Gestational Diabetes: Prevalence, Risks & Treatment

During pregnancy, some women may suffer from high blood sugar levels. This is known as gestational diabetes mellitus (GDM) or gestational diabetes. Gestational diabetes is most commonly diagnosed between the 24th and 28th week of pregnancy. In India, estimated prevalence rates for gestational diabetes range from 7% to more than 16%. (according to a research article published in BMC Pregnancy and Childbirth).

Gestational diabetes can harm both the mother and the baby. However, diabetes management through proper care and treatment can help safeguard you and your child.

Symptoms of Gestational Diabetes

Gestational diabetes usually has no symptoms, or the symptoms are pretty moderate, such as being thirstier than usual or the urge to urinate more frequently. Apart from these signs, you might also experience symptoms like fatigue, blurred vision and yeast infections.
==============================
Answer these questions from the gestational diabetes text:
(a) Between which weeks of pregnancy is gestational diabetes most commonly diagnosed?
(b) What range of prevalence rates does the text give for India?
(c) Besides thirst and frequent urination, which three symptoms does the text list?
==============================
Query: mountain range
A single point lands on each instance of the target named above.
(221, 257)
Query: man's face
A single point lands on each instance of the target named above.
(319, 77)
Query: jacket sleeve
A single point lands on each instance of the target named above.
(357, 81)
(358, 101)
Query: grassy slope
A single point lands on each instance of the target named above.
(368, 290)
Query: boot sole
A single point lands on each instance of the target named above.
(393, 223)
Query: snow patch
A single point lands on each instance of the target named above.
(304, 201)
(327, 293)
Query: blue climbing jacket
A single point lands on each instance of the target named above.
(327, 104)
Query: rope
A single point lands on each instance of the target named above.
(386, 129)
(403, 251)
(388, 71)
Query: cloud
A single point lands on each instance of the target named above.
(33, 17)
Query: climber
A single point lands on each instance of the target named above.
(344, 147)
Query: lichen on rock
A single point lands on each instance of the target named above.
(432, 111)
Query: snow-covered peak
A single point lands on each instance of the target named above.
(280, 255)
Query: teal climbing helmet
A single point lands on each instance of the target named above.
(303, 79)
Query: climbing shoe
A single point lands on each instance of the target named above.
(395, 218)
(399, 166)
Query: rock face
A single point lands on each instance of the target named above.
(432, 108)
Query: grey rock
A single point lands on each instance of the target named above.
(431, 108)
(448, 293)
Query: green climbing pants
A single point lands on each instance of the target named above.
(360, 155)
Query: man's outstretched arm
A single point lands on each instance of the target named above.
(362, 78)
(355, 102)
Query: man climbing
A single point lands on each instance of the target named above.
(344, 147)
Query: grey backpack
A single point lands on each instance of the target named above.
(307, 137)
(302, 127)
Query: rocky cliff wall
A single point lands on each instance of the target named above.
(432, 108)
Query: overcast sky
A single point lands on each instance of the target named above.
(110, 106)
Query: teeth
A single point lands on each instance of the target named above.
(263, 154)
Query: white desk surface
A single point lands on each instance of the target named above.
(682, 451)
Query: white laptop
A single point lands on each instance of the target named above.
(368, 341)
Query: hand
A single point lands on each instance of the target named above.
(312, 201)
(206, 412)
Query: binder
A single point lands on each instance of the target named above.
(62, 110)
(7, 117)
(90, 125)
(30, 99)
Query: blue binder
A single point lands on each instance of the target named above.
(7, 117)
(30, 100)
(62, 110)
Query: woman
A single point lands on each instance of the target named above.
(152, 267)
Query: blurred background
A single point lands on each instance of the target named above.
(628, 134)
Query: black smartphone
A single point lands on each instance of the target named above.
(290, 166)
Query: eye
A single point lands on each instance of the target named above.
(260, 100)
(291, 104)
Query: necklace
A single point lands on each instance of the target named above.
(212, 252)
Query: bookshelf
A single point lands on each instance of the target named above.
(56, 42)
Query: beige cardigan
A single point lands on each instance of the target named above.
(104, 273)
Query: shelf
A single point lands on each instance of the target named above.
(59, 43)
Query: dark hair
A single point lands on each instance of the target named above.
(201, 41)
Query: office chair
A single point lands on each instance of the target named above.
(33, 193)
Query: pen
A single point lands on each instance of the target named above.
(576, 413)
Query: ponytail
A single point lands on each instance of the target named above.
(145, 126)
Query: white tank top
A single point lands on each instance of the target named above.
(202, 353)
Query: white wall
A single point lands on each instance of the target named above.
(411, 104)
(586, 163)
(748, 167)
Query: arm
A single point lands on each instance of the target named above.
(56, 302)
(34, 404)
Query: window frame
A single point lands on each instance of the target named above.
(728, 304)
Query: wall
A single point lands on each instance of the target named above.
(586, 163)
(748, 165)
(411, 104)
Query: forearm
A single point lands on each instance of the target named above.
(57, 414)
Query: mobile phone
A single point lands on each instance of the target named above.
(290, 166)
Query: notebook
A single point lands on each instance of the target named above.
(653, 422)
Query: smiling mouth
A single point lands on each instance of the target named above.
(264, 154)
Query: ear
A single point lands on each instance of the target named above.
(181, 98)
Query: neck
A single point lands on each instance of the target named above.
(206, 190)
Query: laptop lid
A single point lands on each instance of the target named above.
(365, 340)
==============================
## Task response
(a) Between the 24th and 28th week.
(b) From 7% to more than 16%.
(c) Fatigue, blurred vision and yeast infections.